■ **Tekst**
=====
WIELKIE problemy z dokoceniem - niby normalne życie:)

blaski i cienie życia z kotem

Moderator: Estraven

Post » Wto paź 23, 2007 17:54

Dzięki za wsparcie i porady :)

Karolka - kuracja kroplami Bacha zaczęla się przed moim wyjazdem do Nałęczowa, ale efektów żadnych wtedy nie było. Także poznałaś Fifiego na początku kuracji, ale zmiana w jego charakterze nie dotyczy jego realcji z Dużymi 8)

Izo - wydaje mi się, że to co napisałaś to cała prawda o sytuacji moich kotów. Jestem pewna, że na siłe łączyć ich nie bedę, napewno nie kosztem Kiki. Nie lubię dokonywać gradacji uczuć jakimi darzę moje koty, ale prawda jest taka, że Kika jest najważniejsza :? Ja muszę bardzo dbać o ukochaną kotkę moich Rodziców.

Wawe - też myślałam o środkach uspokajających dla Kiki, ale wtedy to pozostale koty też musiałyby dostawać :lol: No bo równowaga w naturze musi być :roll: Kika - na uciszenie stresu, a Mimi i Fifi na ograniczenie agresji. Tylko nie wiem czy moi weci zgodzą się na to bo Kiki ma chorą wątrobę. Pomysł z transporterkami ciekawy, u mnie każdy kot ma swój "pojazd". Tylko Kika na sam zapach dwóch kotów złych reaguje warczeniem i telepką. W samochodzie to transportery kotów złych sa na tylnym siedzeniu, a Kika jak królowa na przednim. Raz jak czekaliśmy na wizytę u weta transporterek Kiki został postawiony na transporterze Fifiego - warczenie i darcie mordki w wydaniu Kiki cała okolica słyszała :?

Otka - pojedynczo też próbowałam, ale nie pamietam czy o tym pisałam. Fifi i Mimi oddzielnie atakują, drugie wtedy zwiewa i udaje, że nie wie co ten Kice robi 8)

Kristin i Mjs - dzięki za kciuki :)

Aleksandra59

 
Posty: 12973
Od: Czw lip 05, 2007 21:15
Lokalizacja: Warszawa, Wilanów

Post » Wto paź 23, 2007 18:37

Ola, Ty mądra kobieta jesteś i z całą pewnością poradzisz sobie z tą trudną sytuacją. Pewnie będzie to kosztowało Ciebie i Kikę sporo nerwów, ale uda się. Lubię te Twoje bezstresowce, muszą być z nich straszne rozrabiaki :lol:
Obrazek

mjs

 
Posty: 8428
Od: Pon kwi 03, 2006 17:46
Lokalizacja: Kraków

Post » Wto paź 23, 2007 22:29

Mjs - bezstresowce są super :D Kilka historii mam do opowiedzenia, ale to przy innej okazji :wink:
Ja też jestem super - właśnie w ramach rozładowania stresu zżarłam całą bułkę :oops: - nawet nie zauważyłam kiedy :oops: . Skubałam bułkę i skubałam i ją zutylizowałam całkowicie :oops:
Stresu teraz mniej bo Kika zaczęła się lizac, a wcześniej przez ponad dwie godziny z szafy nie dawała się wyjąć :?
=====
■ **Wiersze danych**
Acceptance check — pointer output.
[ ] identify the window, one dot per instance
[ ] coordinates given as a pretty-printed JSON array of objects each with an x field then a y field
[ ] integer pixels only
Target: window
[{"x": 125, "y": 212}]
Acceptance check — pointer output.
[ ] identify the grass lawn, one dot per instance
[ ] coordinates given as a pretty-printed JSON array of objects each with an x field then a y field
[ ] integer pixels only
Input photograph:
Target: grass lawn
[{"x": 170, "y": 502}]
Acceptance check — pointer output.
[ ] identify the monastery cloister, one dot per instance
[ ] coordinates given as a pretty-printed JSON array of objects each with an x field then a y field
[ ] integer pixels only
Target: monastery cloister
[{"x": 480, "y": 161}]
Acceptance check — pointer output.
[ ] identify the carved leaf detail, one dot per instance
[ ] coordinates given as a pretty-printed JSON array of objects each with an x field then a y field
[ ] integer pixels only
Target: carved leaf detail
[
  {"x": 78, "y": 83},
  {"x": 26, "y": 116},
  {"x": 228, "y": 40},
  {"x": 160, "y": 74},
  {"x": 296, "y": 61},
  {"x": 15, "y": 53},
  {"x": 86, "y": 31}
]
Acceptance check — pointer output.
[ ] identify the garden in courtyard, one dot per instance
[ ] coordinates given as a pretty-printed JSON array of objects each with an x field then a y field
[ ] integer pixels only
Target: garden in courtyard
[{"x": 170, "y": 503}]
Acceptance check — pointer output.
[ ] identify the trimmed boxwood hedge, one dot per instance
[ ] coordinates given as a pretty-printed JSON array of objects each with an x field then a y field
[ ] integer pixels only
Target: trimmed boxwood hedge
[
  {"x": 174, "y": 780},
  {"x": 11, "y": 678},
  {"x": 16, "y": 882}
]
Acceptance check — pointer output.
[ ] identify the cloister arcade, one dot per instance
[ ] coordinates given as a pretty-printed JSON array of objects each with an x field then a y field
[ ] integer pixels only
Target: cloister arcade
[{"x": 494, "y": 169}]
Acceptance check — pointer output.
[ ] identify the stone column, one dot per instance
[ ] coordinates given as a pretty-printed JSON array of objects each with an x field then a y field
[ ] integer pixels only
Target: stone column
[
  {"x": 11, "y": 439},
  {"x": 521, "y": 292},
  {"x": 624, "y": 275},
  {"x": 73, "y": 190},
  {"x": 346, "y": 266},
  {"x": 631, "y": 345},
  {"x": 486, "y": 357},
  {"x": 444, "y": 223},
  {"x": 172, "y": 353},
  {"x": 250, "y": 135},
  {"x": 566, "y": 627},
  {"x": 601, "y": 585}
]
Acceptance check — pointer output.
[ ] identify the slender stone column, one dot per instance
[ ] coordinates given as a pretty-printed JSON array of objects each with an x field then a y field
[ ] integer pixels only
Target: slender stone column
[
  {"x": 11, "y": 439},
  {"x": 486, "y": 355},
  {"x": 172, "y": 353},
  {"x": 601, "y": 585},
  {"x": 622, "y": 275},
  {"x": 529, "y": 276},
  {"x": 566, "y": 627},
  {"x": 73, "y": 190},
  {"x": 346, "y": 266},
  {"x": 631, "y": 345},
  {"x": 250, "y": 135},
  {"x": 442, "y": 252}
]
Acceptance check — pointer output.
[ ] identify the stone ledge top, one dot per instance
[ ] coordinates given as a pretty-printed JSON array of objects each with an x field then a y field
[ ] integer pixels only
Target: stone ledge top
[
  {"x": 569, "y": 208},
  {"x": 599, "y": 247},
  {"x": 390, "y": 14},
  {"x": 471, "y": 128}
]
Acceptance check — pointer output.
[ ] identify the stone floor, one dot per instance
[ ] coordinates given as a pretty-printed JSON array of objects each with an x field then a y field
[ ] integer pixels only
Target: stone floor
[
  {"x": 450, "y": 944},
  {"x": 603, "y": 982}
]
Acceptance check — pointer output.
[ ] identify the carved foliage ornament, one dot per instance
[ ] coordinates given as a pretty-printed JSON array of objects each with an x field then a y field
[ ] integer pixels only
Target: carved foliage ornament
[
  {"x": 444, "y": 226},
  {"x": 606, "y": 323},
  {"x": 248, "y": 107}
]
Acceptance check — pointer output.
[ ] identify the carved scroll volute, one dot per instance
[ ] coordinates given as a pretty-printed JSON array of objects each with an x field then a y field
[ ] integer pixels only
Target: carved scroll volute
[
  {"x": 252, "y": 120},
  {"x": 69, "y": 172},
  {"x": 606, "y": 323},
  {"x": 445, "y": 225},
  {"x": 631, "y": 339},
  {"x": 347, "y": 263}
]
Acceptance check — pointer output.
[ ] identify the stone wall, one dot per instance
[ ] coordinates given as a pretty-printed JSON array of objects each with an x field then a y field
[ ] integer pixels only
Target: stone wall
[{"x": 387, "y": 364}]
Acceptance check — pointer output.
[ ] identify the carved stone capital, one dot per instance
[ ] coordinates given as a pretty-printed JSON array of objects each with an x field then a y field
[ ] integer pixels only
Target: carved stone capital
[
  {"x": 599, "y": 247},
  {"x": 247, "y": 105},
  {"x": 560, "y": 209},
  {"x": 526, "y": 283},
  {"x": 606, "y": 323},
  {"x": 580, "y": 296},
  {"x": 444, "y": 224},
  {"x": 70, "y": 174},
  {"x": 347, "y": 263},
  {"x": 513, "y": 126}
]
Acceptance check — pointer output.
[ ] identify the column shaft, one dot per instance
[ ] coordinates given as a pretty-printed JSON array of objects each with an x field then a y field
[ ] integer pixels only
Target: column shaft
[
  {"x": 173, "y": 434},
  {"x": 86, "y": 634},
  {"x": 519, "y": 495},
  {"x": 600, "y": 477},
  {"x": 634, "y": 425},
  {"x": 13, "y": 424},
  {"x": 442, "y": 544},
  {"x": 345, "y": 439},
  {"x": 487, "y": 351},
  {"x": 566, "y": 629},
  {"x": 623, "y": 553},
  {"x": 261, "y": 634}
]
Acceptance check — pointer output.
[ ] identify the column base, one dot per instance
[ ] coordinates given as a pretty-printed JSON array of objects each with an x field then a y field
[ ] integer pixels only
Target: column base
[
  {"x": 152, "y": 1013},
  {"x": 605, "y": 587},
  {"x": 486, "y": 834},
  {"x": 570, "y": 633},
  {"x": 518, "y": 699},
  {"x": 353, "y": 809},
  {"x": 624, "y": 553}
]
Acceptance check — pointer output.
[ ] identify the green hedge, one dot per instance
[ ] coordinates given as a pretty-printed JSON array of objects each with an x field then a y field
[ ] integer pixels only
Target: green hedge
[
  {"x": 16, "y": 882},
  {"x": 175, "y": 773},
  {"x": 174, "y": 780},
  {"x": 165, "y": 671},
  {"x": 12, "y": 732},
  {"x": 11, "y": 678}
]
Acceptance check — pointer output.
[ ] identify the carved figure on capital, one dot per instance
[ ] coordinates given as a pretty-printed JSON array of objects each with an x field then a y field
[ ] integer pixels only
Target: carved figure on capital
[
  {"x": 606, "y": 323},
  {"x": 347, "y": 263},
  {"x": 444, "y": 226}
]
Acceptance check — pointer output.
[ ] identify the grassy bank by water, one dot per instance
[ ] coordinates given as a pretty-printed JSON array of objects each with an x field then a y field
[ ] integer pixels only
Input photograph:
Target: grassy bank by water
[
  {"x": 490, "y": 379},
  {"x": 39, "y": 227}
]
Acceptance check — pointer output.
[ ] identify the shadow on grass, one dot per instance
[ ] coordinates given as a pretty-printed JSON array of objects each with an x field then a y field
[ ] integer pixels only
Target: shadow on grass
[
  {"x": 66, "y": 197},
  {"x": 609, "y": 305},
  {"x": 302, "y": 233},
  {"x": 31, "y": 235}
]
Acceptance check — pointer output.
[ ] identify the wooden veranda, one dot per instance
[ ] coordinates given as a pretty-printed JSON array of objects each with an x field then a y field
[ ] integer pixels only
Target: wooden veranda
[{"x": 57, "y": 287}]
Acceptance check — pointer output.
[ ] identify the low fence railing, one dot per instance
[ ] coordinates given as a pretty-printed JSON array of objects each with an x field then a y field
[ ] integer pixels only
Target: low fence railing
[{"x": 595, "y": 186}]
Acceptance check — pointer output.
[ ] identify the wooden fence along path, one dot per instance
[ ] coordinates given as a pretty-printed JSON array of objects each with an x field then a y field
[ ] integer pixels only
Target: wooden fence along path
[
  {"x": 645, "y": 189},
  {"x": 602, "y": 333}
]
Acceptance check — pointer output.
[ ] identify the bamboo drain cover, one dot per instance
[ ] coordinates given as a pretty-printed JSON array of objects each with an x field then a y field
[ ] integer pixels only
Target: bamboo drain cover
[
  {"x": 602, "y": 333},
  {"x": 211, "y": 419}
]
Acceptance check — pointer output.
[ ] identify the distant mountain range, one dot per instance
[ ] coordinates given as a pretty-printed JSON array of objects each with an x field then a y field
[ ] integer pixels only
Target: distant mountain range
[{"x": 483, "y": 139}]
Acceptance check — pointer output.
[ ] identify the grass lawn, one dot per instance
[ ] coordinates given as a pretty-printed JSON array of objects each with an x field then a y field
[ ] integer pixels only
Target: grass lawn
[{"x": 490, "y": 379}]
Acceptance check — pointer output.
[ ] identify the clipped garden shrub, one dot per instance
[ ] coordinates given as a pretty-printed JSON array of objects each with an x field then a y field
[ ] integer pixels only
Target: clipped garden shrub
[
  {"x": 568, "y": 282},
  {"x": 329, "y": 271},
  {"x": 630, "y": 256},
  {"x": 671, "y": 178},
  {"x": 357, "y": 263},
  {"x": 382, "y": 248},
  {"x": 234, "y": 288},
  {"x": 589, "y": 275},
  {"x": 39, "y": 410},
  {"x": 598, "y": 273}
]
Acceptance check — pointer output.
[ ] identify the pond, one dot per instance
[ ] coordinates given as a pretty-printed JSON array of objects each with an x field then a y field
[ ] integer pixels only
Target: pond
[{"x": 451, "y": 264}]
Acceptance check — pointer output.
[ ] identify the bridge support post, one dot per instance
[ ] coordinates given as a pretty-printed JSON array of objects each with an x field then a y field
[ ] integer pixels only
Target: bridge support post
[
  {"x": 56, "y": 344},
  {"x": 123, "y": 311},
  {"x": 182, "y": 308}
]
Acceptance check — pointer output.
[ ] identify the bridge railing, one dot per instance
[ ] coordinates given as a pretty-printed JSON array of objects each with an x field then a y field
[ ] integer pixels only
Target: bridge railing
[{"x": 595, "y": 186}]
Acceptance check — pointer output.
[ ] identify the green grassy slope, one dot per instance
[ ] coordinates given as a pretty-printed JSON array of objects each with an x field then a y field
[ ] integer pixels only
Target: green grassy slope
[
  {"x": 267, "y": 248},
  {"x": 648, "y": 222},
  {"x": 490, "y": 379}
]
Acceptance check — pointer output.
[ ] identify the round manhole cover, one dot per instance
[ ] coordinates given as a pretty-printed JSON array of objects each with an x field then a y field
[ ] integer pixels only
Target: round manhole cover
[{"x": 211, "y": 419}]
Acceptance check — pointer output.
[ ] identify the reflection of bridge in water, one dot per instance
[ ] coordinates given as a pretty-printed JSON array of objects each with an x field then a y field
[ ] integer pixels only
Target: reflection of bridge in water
=====
■ **Zadanie 1**
Przedstaw w formie krótkiej listy akapit tekstu o kotach zaczynający się od słów „Wawe - też myślałam”. Zachowaj jego najważniejsze fakty.
■ **Zadanie 2**
Kontynuuj tekst o kotach od miejsca, w którym się kończy.

■ **Odpowiedź 1**
- Autorka rozważała podawanie Kice środków uspokajających. Wtedy jednak musiałyby je dostawać także pozostałe koty: Kika na stres, a Mimi i Fifi na ograniczenie agresji.
- Nie wie, czy weterynarze się na to zgodzą, ponieważ Kika ma chorą wątrobę.
- Pomysł z transporterkami uważa za ciekawy. Każdy z jej kotów ma własny transporter.
- Kika na sam zapach dwóch „złych” kotów reaguje warczeniem i drżeniem.
- W samochodzie transportery tych kotów stoją na tylnym siedzeniu, a Kika jedzie na przednim.
- Gdy podczas oczekiwania na wizytę u weterynarza transporterek Kiki postawiono na transporterze Fifiego, jej warczenie i krzyk słyszała cała okolica.

■ **Odpowiedź 2**
Dobrze jest Kika polazła pod drzwi, za którymi śpią dwa koty złe i nasłuchuje - dobry objaw, interesują ją jednak te dwa diabły :twisted:

Aleksandra59

 
Posty: 12973
Od: Czw lip 05, 2007 21:15
Lokalizacja: Warszawa, Wilanów

Post » Wto paź 23, 2007 23:08

Aleksandra, przytulam i trzymam kciuki w pomyslnym polaczeniu kociastych!

Musi byc dobrze:)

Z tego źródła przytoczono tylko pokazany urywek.